Infantry are dangerous if stationed in towns and forests.
Infantry are dangerous if stationed in towns and forests.

Thankfully, the interface has been overhauled to make the game a lot more accessible. Before, it helped if you knew the difference between an M60 and an M1 to figure out what to requisition, but now there are simply three classes of units: light, medium, and heavy. For instance, light tanks are the cheapest but also the weakest; however, the advantage is that you can requisition a lot of them. Medium tanks are more powerful, but they're also pricier, so you get them in smaller numbers. Finally, heavy tanks are the monsters of the battlefield, but they're so expensive that can only have two or three of them at any one time. It's a logical system, and it eliminates the need to have an encyclopedic knowledge of 1980s military equipment to understand the game. This system also helps balance the game. Sure, there's a temptation to load up on the heaviest of units, but those are so expensive that you only get a handful of them. The best teams that we saw playing the beta had a mix of light, medium, and heavy units. For instance, a light scout helicopter is perfect for locating enemy positions, while a bunch of medium artillery can provide fire support much more rapidly than slower, heavier units. This sort of illustrates the conundrum that strategists faced in the Cold War. The Soviet Union had the bigger military, but the West had the more advanced military. So is quantity a quality? Or does quality offset quantity? The game is so well balanced that it really seems to depend on the tactics and coordination that your team exhibits.

The objectives in missions depend on the game mode, but generally, it's not enough to simply kill the enemy. After all, both sides can reinforce constantly. If your units are destroyed, their requisition points trickle back to your reinforcement pool, so you can simply order up new units. These units are then delivered seconds later from a huge, lumbering transport swooping low over the battlefield. Much of the time, the goal is to seize objectives on the map. If your team can seize and hold all of the objectives, the enemy is in deep trouble. But the great thing about this system is that each match remains fluid and exciting from start to finish. Players are constantly bringing in fresh units, trying new tactics, and fighting until the timer runs out on the mission.

Another cool aspect of World in Conflict is tactical aid. The more effective you are at killing the enemy, the more tactical aid points you accrue. You can use these points to requisition off-map support, such as artillery bombardments, air strikes from fighter bombers, air sweeps from air superiority fighters, and, yes, tactical nuclear missile strikes. A tactical aid can turn the tide of battle. Does the enemy have a swarm of attack helicopters chewing up your tanks? Then send in fighters to sweep them from the skies. Have you located a cluster of enemy artillery that's out of range of your own artillery? Send in fighter bombers to take them out. One of the neat things is that if your team is in trouble, you can send your tactical aid points to a teammate. So if your team desperately needs to call in a nuke, you can pool your points together to buy it.

It's raining high explosives.
It's raining high explosives.

Visually, the game remains impressive, and we were only running the DirectX 9 version of the game. World in Conflict will support DirectX 10 out of the box, so it should look even prettier if you have the hardware. Still, it's hard not to be amazed by the incredible amount of detail packed on the screen. You can watch the countryside being blown apart by nuclear explosions, artillery bombardments, air strikes, and more, and the level of destruction is immense. For example, nukes leave giant craters in the ground, artillery can explode buildings that infantry hide in, and entire forests can be leveled by fire.

World in Conflict doesn't play like a standard real-time strategy game, and it feels like a refreshing change of pace for the genre. There's such an emphasis on teamwork and tactics that its rewarding when you work together to defeat the enemy, but it's still fun if your team is being manhandled on the battlefield. It's also certainly a game to keep an eye on if you like military-themed games or intense multiplayer action. World in Conflict ships this fall.

> STUDY MATERIAL
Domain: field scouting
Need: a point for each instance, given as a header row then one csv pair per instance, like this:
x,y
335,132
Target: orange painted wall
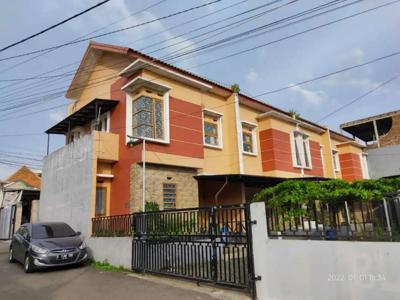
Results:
x,y
276,153
316,161
350,166
186,139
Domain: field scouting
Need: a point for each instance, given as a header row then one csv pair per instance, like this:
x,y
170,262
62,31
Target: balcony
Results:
x,y
106,146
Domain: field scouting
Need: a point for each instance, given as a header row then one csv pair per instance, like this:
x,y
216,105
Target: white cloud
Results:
x,y
56,116
252,75
309,96
348,81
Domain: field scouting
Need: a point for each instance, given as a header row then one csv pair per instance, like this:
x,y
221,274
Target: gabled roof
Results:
x,y
94,50
27,176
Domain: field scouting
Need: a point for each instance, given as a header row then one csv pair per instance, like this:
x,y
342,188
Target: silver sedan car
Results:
x,y
42,245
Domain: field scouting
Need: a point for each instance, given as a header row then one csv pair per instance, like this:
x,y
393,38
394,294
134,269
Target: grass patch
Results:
x,y
105,266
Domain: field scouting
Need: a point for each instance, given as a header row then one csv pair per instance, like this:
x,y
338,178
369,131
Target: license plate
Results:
x,y
64,256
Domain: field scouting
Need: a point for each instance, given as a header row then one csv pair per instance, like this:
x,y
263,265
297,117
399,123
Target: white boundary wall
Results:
x,y
67,181
116,250
309,269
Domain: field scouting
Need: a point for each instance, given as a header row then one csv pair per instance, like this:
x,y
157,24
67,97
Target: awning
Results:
x,y
83,116
364,128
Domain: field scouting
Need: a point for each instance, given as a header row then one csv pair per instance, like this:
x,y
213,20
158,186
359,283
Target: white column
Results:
x,y
260,247
144,176
376,134
239,133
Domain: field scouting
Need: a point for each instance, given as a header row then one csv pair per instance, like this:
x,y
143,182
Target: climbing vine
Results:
x,y
292,196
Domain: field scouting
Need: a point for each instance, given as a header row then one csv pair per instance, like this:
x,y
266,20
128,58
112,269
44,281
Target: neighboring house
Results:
x,y
205,145
19,197
381,135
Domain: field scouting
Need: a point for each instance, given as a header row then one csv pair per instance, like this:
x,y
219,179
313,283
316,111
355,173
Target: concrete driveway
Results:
x,y
83,283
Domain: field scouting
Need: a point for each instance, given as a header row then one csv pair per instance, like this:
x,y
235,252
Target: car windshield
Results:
x,y
46,231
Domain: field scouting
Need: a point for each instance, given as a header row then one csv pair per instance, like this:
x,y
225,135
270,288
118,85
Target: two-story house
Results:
x,y
140,129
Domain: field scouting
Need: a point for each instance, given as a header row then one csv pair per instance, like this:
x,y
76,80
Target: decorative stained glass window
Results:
x,y
336,164
301,148
211,133
169,195
248,142
147,118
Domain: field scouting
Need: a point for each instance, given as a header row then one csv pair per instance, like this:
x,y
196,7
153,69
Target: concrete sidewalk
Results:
x,y
90,283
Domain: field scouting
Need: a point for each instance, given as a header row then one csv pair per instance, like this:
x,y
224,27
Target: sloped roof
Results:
x,y
27,176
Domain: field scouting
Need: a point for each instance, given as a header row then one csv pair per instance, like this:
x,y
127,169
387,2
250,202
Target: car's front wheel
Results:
x,y
28,264
11,256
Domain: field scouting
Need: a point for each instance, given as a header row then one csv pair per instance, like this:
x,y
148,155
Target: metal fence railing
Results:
x,y
120,225
348,220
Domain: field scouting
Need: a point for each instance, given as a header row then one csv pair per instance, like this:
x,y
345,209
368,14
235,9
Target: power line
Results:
x,y
233,39
328,74
307,11
82,36
296,34
54,26
317,27
359,97
143,38
111,32
247,11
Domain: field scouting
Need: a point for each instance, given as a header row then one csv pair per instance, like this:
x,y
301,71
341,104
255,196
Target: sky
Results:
x,y
29,107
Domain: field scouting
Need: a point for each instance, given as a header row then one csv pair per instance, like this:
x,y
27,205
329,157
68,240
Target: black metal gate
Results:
x,y
204,244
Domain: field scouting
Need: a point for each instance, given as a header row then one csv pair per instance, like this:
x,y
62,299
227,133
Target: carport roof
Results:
x,y
254,179
83,116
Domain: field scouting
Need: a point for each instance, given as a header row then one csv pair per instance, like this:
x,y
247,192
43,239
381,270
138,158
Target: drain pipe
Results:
x,y
220,190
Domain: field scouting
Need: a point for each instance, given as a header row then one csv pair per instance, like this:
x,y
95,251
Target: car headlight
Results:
x,y
82,246
39,250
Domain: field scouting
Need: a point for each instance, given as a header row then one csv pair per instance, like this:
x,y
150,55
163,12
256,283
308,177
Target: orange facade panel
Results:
x,y
186,139
276,153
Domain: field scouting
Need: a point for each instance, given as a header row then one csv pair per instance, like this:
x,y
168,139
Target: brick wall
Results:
x,y
156,175
393,136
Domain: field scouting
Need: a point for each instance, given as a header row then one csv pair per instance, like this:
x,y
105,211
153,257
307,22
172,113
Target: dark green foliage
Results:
x,y
291,195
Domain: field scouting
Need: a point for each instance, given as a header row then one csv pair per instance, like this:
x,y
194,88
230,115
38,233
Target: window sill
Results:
x,y
149,140
213,146
249,153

> TASK LIST
(A) In the World in Conflict preview, what happens to the requisition points of units that are destroyed?
(B) Quote the World in Conflict preview word for word, starting at "The objectives in" and ending at "on the mission.".

> EXERCISE SOLUTIONS
(A) They trickle back to the player's reinforcement pool, so new units can be ordered.

(B)
The objectives in missions depend on the game mode, but generally, it's not enough to simply kill the enemy. After all, both sides can reinforce constantly. If your units are destroyed, their requisition points trickle back to your reinforcement pool, so you can simply order up new units. These units are then delivered seconds later from a huge, lumbering transport swooping low over the battlefield. Much of the time, the goal is to seize objectives on the map. If your team can seize and hold all of the objectives, the enemy is in deep trouble. But the great thing about this system is that each match remains fluid and exciting from start to finish. Players are constantly bringing in fresh units, trying new tactics, and fighting until the timer runs out on the mission.